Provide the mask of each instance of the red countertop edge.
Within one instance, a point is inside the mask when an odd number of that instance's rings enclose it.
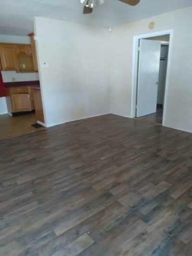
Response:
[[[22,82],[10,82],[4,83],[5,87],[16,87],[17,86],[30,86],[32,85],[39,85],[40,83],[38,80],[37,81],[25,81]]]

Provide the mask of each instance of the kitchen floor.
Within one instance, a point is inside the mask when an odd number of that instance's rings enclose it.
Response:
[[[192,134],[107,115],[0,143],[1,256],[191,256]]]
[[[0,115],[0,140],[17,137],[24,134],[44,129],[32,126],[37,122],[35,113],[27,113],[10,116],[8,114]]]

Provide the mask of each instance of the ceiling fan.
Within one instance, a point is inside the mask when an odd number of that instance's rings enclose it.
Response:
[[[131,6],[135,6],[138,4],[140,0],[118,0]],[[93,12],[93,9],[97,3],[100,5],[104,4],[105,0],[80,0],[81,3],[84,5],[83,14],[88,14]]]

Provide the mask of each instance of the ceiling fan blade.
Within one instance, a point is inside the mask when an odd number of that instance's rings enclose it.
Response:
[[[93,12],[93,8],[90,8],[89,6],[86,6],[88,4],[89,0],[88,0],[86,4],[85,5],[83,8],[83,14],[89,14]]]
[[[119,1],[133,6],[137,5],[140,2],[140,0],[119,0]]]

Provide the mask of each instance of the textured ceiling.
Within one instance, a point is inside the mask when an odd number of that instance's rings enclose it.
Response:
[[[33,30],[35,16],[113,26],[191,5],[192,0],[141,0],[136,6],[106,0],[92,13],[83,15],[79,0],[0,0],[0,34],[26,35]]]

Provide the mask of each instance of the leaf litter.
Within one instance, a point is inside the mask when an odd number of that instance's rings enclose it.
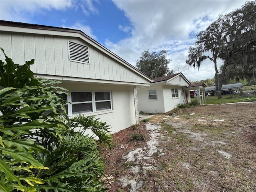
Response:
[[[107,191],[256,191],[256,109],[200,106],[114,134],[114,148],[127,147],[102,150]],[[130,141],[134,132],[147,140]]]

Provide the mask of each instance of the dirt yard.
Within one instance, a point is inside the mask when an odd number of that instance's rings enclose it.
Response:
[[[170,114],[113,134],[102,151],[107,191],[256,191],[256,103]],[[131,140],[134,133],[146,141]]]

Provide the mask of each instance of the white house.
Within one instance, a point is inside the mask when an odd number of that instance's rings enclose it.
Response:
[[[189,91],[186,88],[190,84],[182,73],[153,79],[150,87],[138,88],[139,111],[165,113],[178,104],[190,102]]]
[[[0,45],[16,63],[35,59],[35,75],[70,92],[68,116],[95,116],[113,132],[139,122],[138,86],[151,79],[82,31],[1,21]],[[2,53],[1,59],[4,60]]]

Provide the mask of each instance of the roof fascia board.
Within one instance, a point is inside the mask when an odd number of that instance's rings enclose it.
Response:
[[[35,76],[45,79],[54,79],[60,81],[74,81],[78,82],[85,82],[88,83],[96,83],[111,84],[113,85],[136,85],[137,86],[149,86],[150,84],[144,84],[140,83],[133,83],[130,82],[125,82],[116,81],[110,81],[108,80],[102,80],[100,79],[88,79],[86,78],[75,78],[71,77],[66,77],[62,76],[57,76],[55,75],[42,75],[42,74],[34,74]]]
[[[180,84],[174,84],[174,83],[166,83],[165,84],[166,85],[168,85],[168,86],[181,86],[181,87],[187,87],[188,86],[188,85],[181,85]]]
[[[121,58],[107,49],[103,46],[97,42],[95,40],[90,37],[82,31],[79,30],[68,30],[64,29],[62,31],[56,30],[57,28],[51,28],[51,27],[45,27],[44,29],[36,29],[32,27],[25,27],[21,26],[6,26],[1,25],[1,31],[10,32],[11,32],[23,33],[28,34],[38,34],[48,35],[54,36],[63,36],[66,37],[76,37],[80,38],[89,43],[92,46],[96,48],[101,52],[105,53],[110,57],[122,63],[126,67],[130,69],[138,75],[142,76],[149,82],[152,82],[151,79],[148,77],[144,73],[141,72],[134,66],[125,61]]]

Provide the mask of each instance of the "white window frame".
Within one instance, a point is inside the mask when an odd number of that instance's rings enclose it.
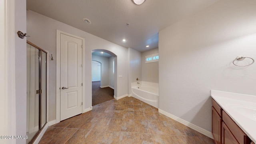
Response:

○ ○ ○ ○

**OBJECTIVE:** Please write out the listing again from the line containing "Provide the mask of each instance of the white" through the end of the listing, shifting every coordinate in the answers up by 144 and keeping all other text unchanged. Leave the pictures out.

**TASK SOLUTION:**
Provide the mask of each instance of the white house.
Within one instance, a point is inside the mask when an odd number of that instance's rings enclose it.
Response:
[[[333,235],[330,232],[334,228],[326,217],[297,223],[294,231],[282,232],[283,255],[309,257],[322,248],[334,246]]]
[[[144,189],[160,207],[179,203],[179,219],[214,236],[212,260],[239,260],[257,276],[283,266],[282,230],[295,223],[226,175],[145,165]],[[146,197],[145,203],[148,204]]]

Provide the mask of each instance of the roof fascia board.
Within one instance, a point is inside the mask when an odd number of that instance's rings enclose it.
Response:
[[[179,220],[189,223],[198,223],[204,225],[218,225],[222,226],[229,226],[232,227],[240,227],[255,228],[257,229],[280,229],[281,230],[293,230],[294,228],[288,228],[284,227],[277,227],[274,226],[269,226],[260,225],[254,225],[252,224],[246,224],[244,223],[232,223],[230,222],[219,222],[215,221],[210,221],[206,220],[201,220],[199,219],[186,219],[186,218],[178,218]]]
[[[324,228],[318,228],[318,227],[310,227],[309,228],[310,229],[312,229],[312,230],[325,230],[325,231],[331,231],[332,230],[332,229],[325,229]]]
[[[265,202],[251,193],[247,190],[241,186],[239,184],[234,181],[226,175],[223,174],[212,174],[208,173],[206,175],[200,174],[201,172],[195,172],[195,171],[189,171],[188,173],[180,173],[176,171],[169,171],[165,170],[150,170],[145,169],[145,175],[154,176],[155,176],[167,177],[172,178],[182,178],[192,179],[198,180],[207,180],[210,181],[220,181],[224,182],[233,187],[236,190],[240,192],[245,196],[249,197],[254,201],[266,207],[270,211],[274,213],[282,219],[286,220],[293,226],[296,226],[295,223],[292,221],[288,217],[285,216],[278,210],[269,205]]]

Provide the mask of each instance of the "white window frame".
Within one instance, a point is inside the mask when an odd number of that instance's rings enclose it.
Response:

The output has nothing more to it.